*Given task 1*. In the dealership problem below, rewrite the passage starting at "a) An equation" and ending at "of trucks sold.", swapping "trucks" for "vans" everywhere in it.

A company owns two dealerships, both of which sell cars and trucks. Dealership A sells a total of 164 cars and trucks. Dealership B sells twice as many cars and half as many trucks as Dealership A, and sells a total of 229 cars and trucks.

a) An equation for the total cars and trucks for Dealership A:
x + y = 164
The equation represents the total cars (x) and trucks (y) sold by Dealership A.

b) An equation for the total cars and trucks for Dealership B:
2x + (1/2)y = 229
The equation represents that Dealership B sold twice as many cars (2x) and half as many trucks ((1/2)y) as Dealership A, totaling to 229 cars and trucks.

c) To find how many cars Dealership A sold, we can solve the equation x + y = 164. There are multiple methods to solve this, but let's use substitution:
We can assume that x is the number of cars sold, and y is the number of trucks sold.

Position identification records
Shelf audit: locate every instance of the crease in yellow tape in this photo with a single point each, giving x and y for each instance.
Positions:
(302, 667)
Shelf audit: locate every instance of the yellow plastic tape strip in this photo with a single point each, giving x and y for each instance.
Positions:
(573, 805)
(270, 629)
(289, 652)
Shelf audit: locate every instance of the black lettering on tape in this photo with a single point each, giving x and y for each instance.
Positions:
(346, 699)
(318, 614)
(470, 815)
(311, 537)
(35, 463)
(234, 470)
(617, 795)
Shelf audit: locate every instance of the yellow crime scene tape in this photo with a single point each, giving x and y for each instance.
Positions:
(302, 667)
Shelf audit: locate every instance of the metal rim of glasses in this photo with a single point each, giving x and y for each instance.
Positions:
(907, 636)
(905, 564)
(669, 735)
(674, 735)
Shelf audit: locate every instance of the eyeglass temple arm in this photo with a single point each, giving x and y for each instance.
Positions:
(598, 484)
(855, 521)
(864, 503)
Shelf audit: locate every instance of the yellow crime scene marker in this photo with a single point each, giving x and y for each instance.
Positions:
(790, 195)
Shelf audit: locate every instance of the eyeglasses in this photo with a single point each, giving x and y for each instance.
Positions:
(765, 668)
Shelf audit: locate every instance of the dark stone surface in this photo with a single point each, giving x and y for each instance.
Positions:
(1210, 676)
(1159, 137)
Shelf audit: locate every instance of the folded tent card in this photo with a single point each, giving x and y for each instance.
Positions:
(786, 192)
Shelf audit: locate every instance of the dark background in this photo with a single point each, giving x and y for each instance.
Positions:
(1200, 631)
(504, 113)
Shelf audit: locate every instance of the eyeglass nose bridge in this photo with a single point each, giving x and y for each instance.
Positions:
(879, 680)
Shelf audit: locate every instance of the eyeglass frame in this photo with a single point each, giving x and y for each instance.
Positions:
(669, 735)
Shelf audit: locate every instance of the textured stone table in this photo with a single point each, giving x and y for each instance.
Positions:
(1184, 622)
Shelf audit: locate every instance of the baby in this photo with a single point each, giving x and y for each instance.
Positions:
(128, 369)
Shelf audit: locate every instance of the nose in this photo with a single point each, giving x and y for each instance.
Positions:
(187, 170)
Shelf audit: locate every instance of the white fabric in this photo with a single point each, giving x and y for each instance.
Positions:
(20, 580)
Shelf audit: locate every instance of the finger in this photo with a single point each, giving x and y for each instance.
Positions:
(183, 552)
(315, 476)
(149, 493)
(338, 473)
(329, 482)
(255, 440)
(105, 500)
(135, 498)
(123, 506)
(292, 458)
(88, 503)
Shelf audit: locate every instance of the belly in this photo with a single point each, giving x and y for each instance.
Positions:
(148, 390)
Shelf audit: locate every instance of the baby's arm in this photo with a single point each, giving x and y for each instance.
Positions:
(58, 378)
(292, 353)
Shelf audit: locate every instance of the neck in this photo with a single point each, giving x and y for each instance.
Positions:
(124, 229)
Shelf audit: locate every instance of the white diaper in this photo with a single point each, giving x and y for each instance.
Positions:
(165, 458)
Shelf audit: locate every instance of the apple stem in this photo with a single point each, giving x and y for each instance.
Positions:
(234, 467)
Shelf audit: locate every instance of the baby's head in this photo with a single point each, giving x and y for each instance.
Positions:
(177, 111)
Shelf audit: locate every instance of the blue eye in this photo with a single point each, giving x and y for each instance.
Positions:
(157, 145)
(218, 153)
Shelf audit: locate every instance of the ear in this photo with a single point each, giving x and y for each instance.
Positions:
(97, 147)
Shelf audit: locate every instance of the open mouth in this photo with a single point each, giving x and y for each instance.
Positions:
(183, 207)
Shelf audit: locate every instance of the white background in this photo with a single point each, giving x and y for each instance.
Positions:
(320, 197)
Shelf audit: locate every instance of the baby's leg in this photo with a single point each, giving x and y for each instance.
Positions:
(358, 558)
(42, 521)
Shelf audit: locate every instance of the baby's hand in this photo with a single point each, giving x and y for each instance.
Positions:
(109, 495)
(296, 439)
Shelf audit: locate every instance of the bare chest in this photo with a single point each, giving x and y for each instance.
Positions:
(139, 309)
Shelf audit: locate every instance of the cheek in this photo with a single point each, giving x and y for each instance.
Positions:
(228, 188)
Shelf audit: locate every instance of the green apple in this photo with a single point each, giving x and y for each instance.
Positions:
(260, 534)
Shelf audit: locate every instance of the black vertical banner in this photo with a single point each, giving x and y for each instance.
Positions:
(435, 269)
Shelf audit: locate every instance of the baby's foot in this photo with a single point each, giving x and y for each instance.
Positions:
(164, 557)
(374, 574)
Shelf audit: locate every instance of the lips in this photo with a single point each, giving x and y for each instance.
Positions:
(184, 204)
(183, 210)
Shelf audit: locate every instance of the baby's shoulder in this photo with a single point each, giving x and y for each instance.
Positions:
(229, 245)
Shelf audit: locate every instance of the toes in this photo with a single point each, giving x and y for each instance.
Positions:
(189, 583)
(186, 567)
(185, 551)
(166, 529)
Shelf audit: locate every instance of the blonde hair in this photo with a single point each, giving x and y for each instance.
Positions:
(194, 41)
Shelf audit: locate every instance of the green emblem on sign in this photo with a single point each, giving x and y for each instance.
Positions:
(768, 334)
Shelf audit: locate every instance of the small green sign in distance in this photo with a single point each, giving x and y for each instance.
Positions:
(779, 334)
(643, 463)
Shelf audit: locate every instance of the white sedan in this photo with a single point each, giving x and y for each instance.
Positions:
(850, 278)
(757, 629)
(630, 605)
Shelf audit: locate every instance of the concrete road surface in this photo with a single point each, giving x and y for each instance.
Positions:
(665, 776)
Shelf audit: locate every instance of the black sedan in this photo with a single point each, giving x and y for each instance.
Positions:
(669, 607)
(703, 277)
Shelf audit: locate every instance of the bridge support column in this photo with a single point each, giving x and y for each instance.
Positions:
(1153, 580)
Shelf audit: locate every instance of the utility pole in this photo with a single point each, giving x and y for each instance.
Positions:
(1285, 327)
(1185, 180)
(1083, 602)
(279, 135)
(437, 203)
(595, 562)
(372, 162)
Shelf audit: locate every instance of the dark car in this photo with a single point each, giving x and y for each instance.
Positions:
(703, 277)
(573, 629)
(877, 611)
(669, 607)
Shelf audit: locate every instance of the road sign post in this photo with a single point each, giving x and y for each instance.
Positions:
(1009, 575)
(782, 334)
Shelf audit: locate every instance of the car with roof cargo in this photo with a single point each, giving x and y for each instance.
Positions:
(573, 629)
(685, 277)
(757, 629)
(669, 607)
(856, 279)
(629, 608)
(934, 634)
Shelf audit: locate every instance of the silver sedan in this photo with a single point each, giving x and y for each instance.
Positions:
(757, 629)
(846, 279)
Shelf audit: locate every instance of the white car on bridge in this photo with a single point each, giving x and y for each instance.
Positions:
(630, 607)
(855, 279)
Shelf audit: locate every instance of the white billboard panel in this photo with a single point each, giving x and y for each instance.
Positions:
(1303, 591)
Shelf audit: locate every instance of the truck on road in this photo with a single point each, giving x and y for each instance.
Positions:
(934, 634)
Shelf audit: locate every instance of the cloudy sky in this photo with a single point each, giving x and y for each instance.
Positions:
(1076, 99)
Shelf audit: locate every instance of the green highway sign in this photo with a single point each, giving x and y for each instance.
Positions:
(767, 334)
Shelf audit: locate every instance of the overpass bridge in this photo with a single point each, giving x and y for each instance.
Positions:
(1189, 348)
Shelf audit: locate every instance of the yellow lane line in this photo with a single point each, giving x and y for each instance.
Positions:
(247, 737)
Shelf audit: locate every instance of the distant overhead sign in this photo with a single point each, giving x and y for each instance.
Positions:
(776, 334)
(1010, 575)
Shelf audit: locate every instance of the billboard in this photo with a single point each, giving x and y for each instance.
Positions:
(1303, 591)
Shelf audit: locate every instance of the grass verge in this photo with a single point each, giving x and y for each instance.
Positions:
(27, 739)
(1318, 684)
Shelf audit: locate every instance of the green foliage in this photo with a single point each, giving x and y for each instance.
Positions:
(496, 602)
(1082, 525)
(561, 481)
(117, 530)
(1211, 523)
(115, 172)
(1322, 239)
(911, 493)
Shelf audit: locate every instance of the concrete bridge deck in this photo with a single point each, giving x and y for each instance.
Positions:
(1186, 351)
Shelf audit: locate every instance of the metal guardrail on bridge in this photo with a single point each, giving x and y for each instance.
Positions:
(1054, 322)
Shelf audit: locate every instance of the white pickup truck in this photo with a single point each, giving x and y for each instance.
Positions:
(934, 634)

*Given task 2*. How many lines of the entries above contain the string "sedan", with case counting? Reply with the number alone.

*Worked solution 1*.
a) An equation for the total cars and vans for Dealership A:
x + y = 164
The equation represents the total cars (x) and vans (y) sold by Dealership A.

b) An equation for the total cars and vans for Dealership B:
2x + (1/2)y = 229
The equation represents that Dealership B sold twice as many cars (2x) and half as many vans ((1/2)y) as Dealership A, totaling to 229 cars and vans.

c) To find how many cars Dealership A sold, we can solve the equation x + y = 164. There are multiple methods to solve this, but let's use substitution:
We can assume that x is the number of cars sold, and y is the number of vans sold.

*Worked solution 2*. 3